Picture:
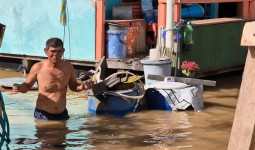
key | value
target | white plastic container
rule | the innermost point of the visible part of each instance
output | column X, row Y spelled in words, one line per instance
column 156, row 67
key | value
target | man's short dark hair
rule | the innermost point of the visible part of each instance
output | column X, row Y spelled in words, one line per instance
column 54, row 42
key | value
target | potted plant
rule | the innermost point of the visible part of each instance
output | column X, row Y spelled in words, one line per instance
--------------------------------
Return all of the items above unchanged, line for line, and leave the pictures out.

Picture:
key | value
target | white plastic container
rule | the innermost point of the visible part of each instance
output | column X, row Y spelled in words, one line per instance
column 156, row 67
key | value
target | man's short dark hair
rule | the innermost point of the visible part of each instance
output | column X, row Y spelled in words, one line per instance
column 54, row 42
key | value
target | potted plant
rule | the innermost point of the visible part of each instance
output | column X, row Y spelled in words, one line per instance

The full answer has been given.